◆ What this task involves: Write out all of the records precisely. Skip anything that is a picture.

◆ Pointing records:
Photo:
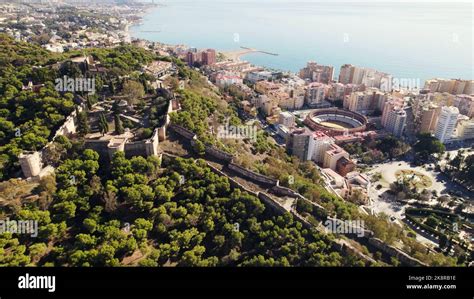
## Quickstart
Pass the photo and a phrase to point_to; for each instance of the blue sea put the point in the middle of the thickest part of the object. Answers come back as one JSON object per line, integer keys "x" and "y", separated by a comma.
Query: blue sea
{"x": 406, "y": 39}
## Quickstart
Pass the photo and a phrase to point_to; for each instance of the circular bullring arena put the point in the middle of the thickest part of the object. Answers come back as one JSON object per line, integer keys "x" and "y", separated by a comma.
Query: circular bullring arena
{"x": 336, "y": 121}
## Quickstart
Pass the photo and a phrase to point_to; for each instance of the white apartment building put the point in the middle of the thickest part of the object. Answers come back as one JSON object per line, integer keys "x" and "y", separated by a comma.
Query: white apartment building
{"x": 396, "y": 121}
{"x": 446, "y": 123}
{"x": 287, "y": 119}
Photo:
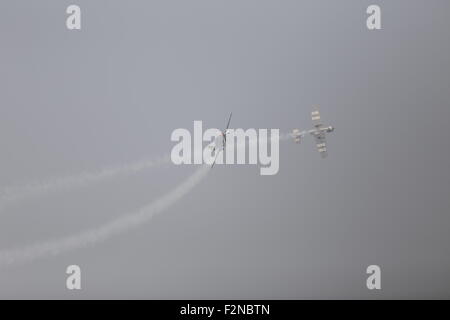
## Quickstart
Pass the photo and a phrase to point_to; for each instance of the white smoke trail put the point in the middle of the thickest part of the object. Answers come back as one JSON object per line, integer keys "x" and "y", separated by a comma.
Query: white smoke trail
{"x": 11, "y": 195}
{"x": 110, "y": 229}
{"x": 106, "y": 231}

◆ Answer to the exercise:
Photo:
## Quickstart
Pass the photo and a phrase to point_to; for each instance of the blue sea put the point in the middle of the thickest part of the object. Answers come back as one JSON object per line, integer keys "x" and "y", separated by a comma.
Query: blue sea
{"x": 406, "y": 39}
## Quickstart
Pass the photo and a phrase to point_to; for each instance of the circular bullring arena put the point in the middle of the thickest part of the object. Answers come back as one JSON object per line, integer keys "x" and "y", separated by a comma.
Query: circular bullring arena
{"x": 336, "y": 121}
## Quickstart
Pass the photo and a phrase to point_to; for each instance of the white apartment building put the point in the middle of the thickest part of the object. Answers come back as one JSON object per line, integer keys "x" and "y", separated by a comma.
Query: white apartment building
{"x": 396, "y": 121}
{"x": 446, "y": 123}
{"x": 287, "y": 119}
Photo:
## Quickstart
Pass the photo and a phrase to point_to; for each instance of the white smoke trail put the point in the middle of the thickest part of the object. Answers come back as one JSON object per line, integer keys "x" and "y", separated by a comma.
Query: white smoke trail
{"x": 11, "y": 195}
{"x": 110, "y": 229}
{"x": 106, "y": 231}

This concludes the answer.